_Task a_
What advantages and disadvantages of static analysis tools does the email below list?

_Source_
** start **

(please don't top-post - it is harder to follow the conversation)
On 6/17/2020 10:20 AM, Kunal Chauhan wrote:
On 17 Jun 2020 13:50, "Paul FLOYD" <pjfl...@wanadoo.fr
<mailto:pjfl...@wanadoo.fr>> wrote:
> Hi Team,
> Q.As for a valgrind usage , is valgrind only checks the memory
leakage of code which hits only?
> Q As for a can valgrind checks the all the code of binary
without hitting rhe scenerio. In code?
Kunal
Broadly speaking, there are two categories of software analysis tools.
1. Static analysis tools. For instance, clang analyzer. See
https://en.wikipedia.org/wiki/List_of_tools_for_static_code_analysis
<https://en.wikipedia.org/wiki/List_of_tools_for_static_code_analysis>
These tools parse all the code to produce some sort of model and
then do lots of 'what-if' analysis on all code paths.
Advantages: does not depend on your test coverage, can check for
very many kinds of errors.
Disadvantages: tools have to make tradeoffs between runtime and
really checking all possibilities. Also the models
are usually limited in scope which can cause false positives.

** end **

[Collected data]
** start **

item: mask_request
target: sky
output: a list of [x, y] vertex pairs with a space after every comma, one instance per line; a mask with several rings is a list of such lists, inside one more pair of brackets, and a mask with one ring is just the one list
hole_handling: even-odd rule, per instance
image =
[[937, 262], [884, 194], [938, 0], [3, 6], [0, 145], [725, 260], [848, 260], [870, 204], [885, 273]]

** end **

_Task b_
Which lines of the entries above contain the word "instance"? Pick out each one and copy it.

_Expected answer a_
Advantages:
- They do not depend on your test coverage.
- They can check for very many kinds of errors.

Disadvantages:
- The tools have to make tradeoffs between runtime and really checking all possibilities.
- The models are usually limited in scope, which can cause false positives.

_Expected answer b_
output: a list of [x, y] vertex pairs with a space after every comma, one instance per line; a mask with several rings is a list of such lists, inside one more pair of brackets, and a mask with one ring is just the one list
hole_handling: even-odd rule, per instance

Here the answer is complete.